Information given:
|---|
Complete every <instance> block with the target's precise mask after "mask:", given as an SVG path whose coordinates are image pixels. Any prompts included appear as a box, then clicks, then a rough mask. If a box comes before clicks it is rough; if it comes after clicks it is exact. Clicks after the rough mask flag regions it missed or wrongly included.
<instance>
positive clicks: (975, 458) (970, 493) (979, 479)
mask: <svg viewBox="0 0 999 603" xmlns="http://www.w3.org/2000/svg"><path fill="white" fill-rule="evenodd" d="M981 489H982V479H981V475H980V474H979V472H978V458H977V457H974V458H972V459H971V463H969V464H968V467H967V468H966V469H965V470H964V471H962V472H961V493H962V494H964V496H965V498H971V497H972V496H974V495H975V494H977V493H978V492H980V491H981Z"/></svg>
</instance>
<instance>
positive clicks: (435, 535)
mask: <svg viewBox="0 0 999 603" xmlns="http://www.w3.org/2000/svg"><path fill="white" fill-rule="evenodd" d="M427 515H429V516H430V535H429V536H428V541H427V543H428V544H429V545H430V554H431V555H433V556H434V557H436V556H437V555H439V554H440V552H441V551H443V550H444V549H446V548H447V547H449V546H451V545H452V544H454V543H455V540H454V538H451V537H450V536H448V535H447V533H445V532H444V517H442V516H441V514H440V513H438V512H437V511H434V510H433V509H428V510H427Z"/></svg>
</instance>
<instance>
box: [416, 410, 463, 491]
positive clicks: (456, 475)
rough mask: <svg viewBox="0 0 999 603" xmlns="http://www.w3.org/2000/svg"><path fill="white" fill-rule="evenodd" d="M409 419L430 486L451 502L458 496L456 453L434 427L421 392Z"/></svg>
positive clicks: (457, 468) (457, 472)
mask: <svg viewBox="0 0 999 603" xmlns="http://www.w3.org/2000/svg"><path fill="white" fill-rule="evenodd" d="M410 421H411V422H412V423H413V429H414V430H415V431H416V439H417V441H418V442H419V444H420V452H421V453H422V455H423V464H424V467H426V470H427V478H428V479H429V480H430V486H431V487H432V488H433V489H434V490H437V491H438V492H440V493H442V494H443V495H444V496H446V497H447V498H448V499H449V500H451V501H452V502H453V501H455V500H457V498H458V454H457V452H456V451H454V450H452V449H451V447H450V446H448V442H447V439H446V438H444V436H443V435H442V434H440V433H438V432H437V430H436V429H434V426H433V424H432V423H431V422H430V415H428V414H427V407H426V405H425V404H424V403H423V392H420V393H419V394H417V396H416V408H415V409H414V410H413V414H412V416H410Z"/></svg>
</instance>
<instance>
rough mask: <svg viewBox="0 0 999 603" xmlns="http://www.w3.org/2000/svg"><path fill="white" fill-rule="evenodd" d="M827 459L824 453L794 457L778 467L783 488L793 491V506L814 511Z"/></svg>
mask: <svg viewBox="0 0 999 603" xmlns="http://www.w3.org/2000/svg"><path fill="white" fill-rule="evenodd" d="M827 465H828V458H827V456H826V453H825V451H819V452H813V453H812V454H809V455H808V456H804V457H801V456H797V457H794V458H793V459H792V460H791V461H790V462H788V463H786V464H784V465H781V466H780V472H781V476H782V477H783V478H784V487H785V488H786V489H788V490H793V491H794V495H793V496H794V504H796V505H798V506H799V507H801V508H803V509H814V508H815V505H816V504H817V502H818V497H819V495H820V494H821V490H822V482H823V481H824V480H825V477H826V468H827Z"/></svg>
|---|
Exercise:
Convert all the items above into a JSON list of strings, with one string per line and no blank lines.

Response:
[
  "Complete every <instance> block with the target's precise mask after \"mask:\", given as an SVG path whose coordinates are image pixels. Any prompts included appear as a box, then clicks, then a rough mask. If a box comes before clicks it is rough; if it comes after clicks it is exact. Clicks after the rough mask flag regions it missed or wrongly included.",
  "<instance>",
  "positive clicks: (975, 458) (970, 493) (979, 479)",
  "mask: <svg viewBox=\"0 0 999 603\" xmlns=\"http://www.w3.org/2000/svg\"><path fill=\"white\" fill-rule=\"evenodd\" d=\"M981 489H982V479H981V475H980V474H979V472H978V458H977V457H974V458H972V459H971V463H969V464H968V467H967V468H966V469H965V470H964V471H962V472H961V493H962V494H964V496H965V498H971V497H972V496H974V495H975V494H977V493H978V492H980V491H981Z\"/></svg>",
  "</instance>",
  "<instance>",
  "positive clicks: (435, 535)",
  "mask: <svg viewBox=\"0 0 999 603\" xmlns=\"http://www.w3.org/2000/svg\"><path fill=\"white\" fill-rule=\"evenodd\" d=\"M427 515H429V516H430V535H429V536H428V541H427V543H428V544H429V545H430V554H431V555H433V556H434V557H436V556H437V555H439V554H440V552H441V551H443V550H444V549H446V548H447V547H449V546H451V545H452V544H454V543H455V540H454V538H451V537H450V536H448V535H447V533H445V532H444V517H442V516H441V514H440V513H438V512H437V511H434V510H433V509H428V510H427Z\"/></svg>",
  "</instance>",
  "<instance>",
  "box: [416, 410, 463, 491]",
  "positive clicks: (456, 475)",
  "rough mask: <svg viewBox=\"0 0 999 603\" xmlns=\"http://www.w3.org/2000/svg\"><path fill=\"white\" fill-rule=\"evenodd\" d=\"M409 419L430 486L451 502L458 496L456 453L434 427L421 392Z\"/></svg>",
  "positive clicks: (457, 468) (457, 472)",
  "mask: <svg viewBox=\"0 0 999 603\" xmlns=\"http://www.w3.org/2000/svg\"><path fill=\"white\" fill-rule=\"evenodd\" d=\"M410 421H411V422H412V423H413V429H414V430H415V431H416V439H417V441H418V442H419V444H420V452H421V453H422V455H423V464H424V467H426V470H427V478H428V479H429V480H430V486H431V487H432V488H433V489H434V490H437V491H438V492H440V493H442V494H443V495H444V496H446V497H447V498H448V499H449V500H451V501H452V502H453V501H455V500H457V498H458V454H457V452H456V451H454V450H452V449H451V447H450V446H448V442H447V439H446V438H444V436H443V435H442V434H440V433H438V432H437V430H436V429H434V426H433V424H432V423H431V422H430V415H428V414H427V407H426V405H425V404H424V403H423V392H420V393H419V394H417V396H416V408H415V409H414V410H413V414H412V416H410Z\"/></svg>",
  "</instance>",
  "<instance>",
  "rough mask: <svg viewBox=\"0 0 999 603\" xmlns=\"http://www.w3.org/2000/svg\"><path fill=\"white\" fill-rule=\"evenodd\" d=\"M827 459L824 453L794 457L778 467L783 488L793 491V506L814 511Z\"/></svg>",
  "mask: <svg viewBox=\"0 0 999 603\" xmlns=\"http://www.w3.org/2000/svg\"><path fill=\"white\" fill-rule=\"evenodd\" d=\"M827 465H828V458H827V456H826V453H825V451H819V452H813V453H812V454H809V455H808V456H804V457H801V456H797V457H794V458H793V459H792V460H791V461H790V462H788V463H786V464H784V465H781V466H780V472H781V476H782V477H783V478H784V487H785V488H786V489H788V490H793V491H794V495H793V496H794V504H796V505H798V506H799V507H801V508H803V509H814V508H815V505H816V504H817V502H818V497H819V495H820V494H821V490H822V482H823V481H824V480H825V477H826V468H827Z\"/></svg>"
]